• Text segment:
[Start of section]

Reality: Human manually coordinated every merge.
Manual Intervention #3: Reality Checks
The Problem: Agents made incorrect assumptions about APIs that don't exist.
Examples:
# Agent assumed this API exists:
from gv.ai.video_moderation_service.agent.scenario_builder import ScenarioBuilder
builder = ScenarioBuilder(time_provider=time_provider)
# Reality: Different module, different class name:
from tests.test_video_moderation.simulation.scenario_builder import Scenario
scenario = Scenario("test_name")
# Agent assumed this field exists:
result.details.classification == VideoModerationClassification.SAFE
# Reality: Field was removed from model:
result.details.is_appropriate == True # This is the actual field
Impact:
- 13 test failures from API mismatches
- ~2 hours debugging speculative code
- Wasted agent effort writing code that couldn't work
Human intervention:
- Noticed tests failing with "AttributeError: no attribute 'classification'"
- Checked actual model structure:
python -c "from model import X; print(dir(X()))" - Realized agent wrote tests for outdated/assumed APIs
- Corrected agent: "This field doesn't exist, use this instead"
What "autonomous" would look like: Agent introspects models before coding, verifies imports work.
Reality: Human caught and corrected incorrect assumptions.
The Scorecard: Autonomous vs Orchestrated
| Task | Designed to be Autonomous? | Actually Autonomous? | Reality |
|---|---|---|---|
| Branch merging | ✅ Yes | ❌ No | Human triggered each merge manually |
| Dependency install | ✅ Yes | ❌ No | Human ran uv sync 10+ times |
| Tool selection | ✅ Yes | ❌ No | Human switched Web → CLI when gh failed |
| API verification | ✅ Yes | ❌ No | Human corrected incorrect assumptions |
| PR coordination | ✅ Yes | ❌ No | Human directed "pull from PR-X now" |
| Test execution | ✅ Yes | ✅ YES | Agent ran tests independently ✅ |
| Code writing | ✅ Yes | ✅ YES | Agent wrote code without guidance ✅ |
| Bug fixing | ✅ Yes | 🟡 PARTIAL | Agent fixed all bugs, human had to ask for reflection and provide metathinking for more complex ones |
Autonomy Score: 2.5 / 8 tasks (31%)
Real workflow: Human-orchestrated parallel development with AI assistants, not autonomous multi-agent coordination.
The Human-AI Sweet Spot
Now for the surprising success story.
The Bug Nobody Noticed
PR-4 (property-based testing) ran 7,000+ random test scenarios. All passed.
Agent reported: "All property tests passing! 7000 scenarios validated."
User asked: "Why is budget utilization so high?"
This question changed everything.
The Investigation (Human-Led, AI-Executed)
User's observation:
Policy requires: 10 checks/minute (1 check per participant per 60s)
Budget provided: 1000 checks/minute (100x excess)

[End of section]

• Supplied records:

[Start of section]

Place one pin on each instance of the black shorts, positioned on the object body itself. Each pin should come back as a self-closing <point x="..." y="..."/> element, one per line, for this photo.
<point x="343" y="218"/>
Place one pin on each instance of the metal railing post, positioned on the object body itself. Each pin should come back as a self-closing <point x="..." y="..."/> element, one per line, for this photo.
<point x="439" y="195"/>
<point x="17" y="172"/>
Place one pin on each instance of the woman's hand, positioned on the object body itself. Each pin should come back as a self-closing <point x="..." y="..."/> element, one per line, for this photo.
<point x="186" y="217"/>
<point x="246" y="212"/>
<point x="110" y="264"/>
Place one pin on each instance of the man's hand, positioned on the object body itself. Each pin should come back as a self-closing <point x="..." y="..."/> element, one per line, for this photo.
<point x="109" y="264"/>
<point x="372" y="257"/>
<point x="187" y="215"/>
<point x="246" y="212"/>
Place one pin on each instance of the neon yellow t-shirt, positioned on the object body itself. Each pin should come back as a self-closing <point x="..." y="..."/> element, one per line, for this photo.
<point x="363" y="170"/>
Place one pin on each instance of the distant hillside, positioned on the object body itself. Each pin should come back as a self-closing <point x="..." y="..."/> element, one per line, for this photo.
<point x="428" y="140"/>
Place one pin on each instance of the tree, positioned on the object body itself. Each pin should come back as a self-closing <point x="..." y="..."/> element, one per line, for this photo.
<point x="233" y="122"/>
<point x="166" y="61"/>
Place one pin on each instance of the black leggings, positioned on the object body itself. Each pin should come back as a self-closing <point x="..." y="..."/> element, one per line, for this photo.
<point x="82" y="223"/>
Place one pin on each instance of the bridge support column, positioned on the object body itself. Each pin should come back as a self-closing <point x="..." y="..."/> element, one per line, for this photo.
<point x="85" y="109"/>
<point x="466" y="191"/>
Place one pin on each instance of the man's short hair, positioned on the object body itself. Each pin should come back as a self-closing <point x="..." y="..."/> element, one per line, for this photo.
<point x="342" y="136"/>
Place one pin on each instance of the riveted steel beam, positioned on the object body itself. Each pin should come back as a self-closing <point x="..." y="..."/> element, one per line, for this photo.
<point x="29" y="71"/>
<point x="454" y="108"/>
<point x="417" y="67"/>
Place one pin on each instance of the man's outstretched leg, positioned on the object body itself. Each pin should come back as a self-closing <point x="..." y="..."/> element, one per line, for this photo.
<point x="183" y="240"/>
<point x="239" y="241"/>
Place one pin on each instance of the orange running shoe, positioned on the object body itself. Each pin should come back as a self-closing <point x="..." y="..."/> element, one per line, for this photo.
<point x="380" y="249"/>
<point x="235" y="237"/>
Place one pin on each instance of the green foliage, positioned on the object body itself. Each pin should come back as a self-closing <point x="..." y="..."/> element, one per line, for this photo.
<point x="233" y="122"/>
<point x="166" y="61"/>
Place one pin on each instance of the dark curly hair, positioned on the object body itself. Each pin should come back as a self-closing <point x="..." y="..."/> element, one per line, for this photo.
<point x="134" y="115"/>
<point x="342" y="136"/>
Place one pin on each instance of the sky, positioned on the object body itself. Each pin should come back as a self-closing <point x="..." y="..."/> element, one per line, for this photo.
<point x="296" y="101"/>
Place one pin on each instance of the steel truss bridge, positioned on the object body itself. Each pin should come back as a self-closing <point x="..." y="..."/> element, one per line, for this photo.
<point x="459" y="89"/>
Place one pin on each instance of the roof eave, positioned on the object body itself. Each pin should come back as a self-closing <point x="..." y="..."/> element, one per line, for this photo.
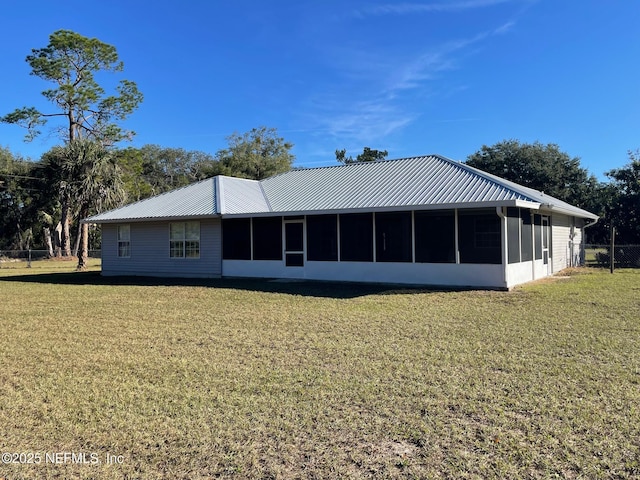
<point x="94" y="221"/>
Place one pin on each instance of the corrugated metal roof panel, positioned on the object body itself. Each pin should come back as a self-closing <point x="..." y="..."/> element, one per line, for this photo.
<point x="239" y="195"/>
<point x="427" y="181"/>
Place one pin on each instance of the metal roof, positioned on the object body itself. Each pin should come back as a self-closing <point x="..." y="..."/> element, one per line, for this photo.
<point x="419" y="182"/>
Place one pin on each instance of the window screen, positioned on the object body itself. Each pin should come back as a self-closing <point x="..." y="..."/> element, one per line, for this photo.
<point x="322" y="238"/>
<point x="356" y="237"/>
<point x="393" y="237"/>
<point x="184" y="240"/>
<point x="267" y="238"/>
<point x="236" y="239"/>
<point x="435" y="237"/>
<point x="479" y="236"/>
<point x="526" y="236"/>
<point x="124" y="241"/>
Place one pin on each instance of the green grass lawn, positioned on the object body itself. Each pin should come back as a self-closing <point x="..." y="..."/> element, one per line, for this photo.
<point x="248" y="379"/>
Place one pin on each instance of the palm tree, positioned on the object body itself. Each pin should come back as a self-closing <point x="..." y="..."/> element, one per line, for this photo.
<point x="93" y="180"/>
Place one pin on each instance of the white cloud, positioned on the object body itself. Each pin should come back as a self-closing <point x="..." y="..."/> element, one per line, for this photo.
<point x="412" y="8"/>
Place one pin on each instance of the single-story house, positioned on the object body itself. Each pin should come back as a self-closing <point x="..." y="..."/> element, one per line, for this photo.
<point x="424" y="220"/>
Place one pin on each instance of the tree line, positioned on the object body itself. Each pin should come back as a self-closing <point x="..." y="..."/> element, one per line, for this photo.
<point x="43" y="201"/>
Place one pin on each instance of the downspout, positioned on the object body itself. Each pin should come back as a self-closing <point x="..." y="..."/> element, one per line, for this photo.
<point x="505" y="264"/>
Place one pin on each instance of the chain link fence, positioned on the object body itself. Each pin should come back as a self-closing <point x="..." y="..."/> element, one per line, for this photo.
<point x="624" y="256"/>
<point x="10" y="256"/>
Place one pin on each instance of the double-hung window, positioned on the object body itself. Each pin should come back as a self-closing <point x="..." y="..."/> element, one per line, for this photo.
<point x="124" y="241"/>
<point x="184" y="240"/>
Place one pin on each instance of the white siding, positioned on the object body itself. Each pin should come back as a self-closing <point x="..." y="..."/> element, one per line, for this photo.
<point x="565" y="248"/>
<point x="150" y="251"/>
<point x="446" y="274"/>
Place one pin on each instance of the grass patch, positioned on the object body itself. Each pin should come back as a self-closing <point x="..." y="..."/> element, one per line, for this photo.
<point x="247" y="379"/>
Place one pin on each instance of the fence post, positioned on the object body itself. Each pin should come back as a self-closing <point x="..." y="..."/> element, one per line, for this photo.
<point x="612" y="256"/>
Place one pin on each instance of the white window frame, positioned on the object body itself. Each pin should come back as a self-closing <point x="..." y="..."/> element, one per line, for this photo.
<point x="123" y="233"/>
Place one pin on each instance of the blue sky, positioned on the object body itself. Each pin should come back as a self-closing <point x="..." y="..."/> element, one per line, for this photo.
<point x="412" y="77"/>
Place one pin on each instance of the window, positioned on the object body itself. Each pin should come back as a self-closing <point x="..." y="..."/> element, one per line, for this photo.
<point x="124" y="241"/>
<point x="184" y="240"/>
<point x="356" y="237"/>
<point x="322" y="238"/>
<point x="526" y="245"/>
<point x="236" y="239"/>
<point x="393" y="237"/>
<point x="519" y="235"/>
<point x="513" y="234"/>
<point x="435" y="237"/>
<point x="267" y="238"/>
<point x="537" y="232"/>
<point x="479" y="236"/>
<point x="294" y="243"/>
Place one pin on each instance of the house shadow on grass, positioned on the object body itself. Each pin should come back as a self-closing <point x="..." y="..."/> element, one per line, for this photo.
<point x="309" y="288"/>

[End of section]

• Work instructions: Rewrite the part of the write-up that begins at the words "Real workflow: Human-orchestrated" and stops after "participant per 60s)", swapping "scenarios" for "cases". The material has nothing to do with the write-up.

• Written answer:
Real workflow: Human-orchestrated parallel development with AI assistants, not autonomous multi-agent coordination.
The Human-AI Sweet Spot
Now for the surprising success story.
The Bug Nobody Noticed
PR-4 (property-based testing) ran 7,000+ random test cases. All passed.
Agent reported: "All property tests passing! 7000 cases validated."
User asked: "Why is budget utilization so high?"
This question changed everything.
The Investigation (Human-Led, AI-Executed)
User's observation:
Policy requires: 10 checks/minute (1 check per participant per 60s)